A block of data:

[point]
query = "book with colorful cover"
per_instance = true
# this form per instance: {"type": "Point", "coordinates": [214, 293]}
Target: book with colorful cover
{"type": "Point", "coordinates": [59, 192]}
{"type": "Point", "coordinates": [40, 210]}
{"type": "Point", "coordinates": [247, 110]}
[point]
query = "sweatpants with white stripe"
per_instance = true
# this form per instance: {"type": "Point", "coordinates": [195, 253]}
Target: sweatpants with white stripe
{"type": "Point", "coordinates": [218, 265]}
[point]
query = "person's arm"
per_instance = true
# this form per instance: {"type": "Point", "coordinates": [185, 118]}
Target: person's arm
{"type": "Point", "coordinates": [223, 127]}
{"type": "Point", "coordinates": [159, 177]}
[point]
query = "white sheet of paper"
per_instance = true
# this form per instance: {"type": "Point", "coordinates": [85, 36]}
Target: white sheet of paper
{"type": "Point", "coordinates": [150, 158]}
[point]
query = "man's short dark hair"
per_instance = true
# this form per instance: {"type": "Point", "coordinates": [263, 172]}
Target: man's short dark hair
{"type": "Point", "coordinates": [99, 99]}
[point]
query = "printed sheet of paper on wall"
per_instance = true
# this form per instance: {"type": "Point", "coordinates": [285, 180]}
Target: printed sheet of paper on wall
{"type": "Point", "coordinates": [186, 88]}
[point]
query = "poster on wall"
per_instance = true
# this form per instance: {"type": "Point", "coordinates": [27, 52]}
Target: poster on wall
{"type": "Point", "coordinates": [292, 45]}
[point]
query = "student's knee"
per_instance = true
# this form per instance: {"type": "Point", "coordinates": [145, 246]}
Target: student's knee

§ PROBLEM TO SOLVE
Write the data from above out again, exactly.

§ THE ANSWER
[point]
query = "book with colorful cover"
per_instance = true
# this form per instance: {"type": "Point", "coordinates": [214, 293]}
Target: book with colorful cover
{"type": "Point", "coordinates": [59, 192]}
{"type": "Point", "coordinates": [40, 210]}
{"type": "Point", "coordinates": [247, 110]}
[point]
query = "sweatpants with white stripe"
per_instance = true
# this form per instance: {"type": "Point", "coordinates": [195, 253]}
Target: sweatpants with white stripe
{"type": "Point", "coordinates": [218, 265]}
[point]
query = "person's arm"
per_instance = true
# this form per instance: {"type": "Point", "coordinates": [185, 118]}
Target: person's arm
{"type": "Point", "coordinates": [223, 127]}
{"type": "Point", "coordinates": [159, 177]}
[point]
query = "white sheet of paper"
per_instance = true
# this form per instance: {"type": "Point", "coordinates": [85, 36]}
Target: white sheet of paper
{"type": "Point", "coordinates": [150, 158]}
[point]
query = "man's short dark hair"
per_instance = true
# this form per instance: {"type": "Point", "coordinates": [263, 172]}
Target: man's short dark hair
{"type": "Point", "coordinates": [99, 99]}
[point]
query = "printed sheet of paper on wall"
per_instance = true
# this form per instance: {"type": "Point", "coordinates": [285, 180]}
Target: printed sheet of paper on wall
{"type": "Point", "coordinates": [186, 88]}
[point]
query = "poster on wall"
per_instance = true
# this form per instance: {"type": "Point", "coordinates": [27, 52]}
Target: poster on wall
{"type": "Point", "coordinates": [292, 45]}
[point]
query = "student's knee"
per_instance = true
# this form per instance: {"type": "Point", "coordinates": [145, 246]}
Target: student's knee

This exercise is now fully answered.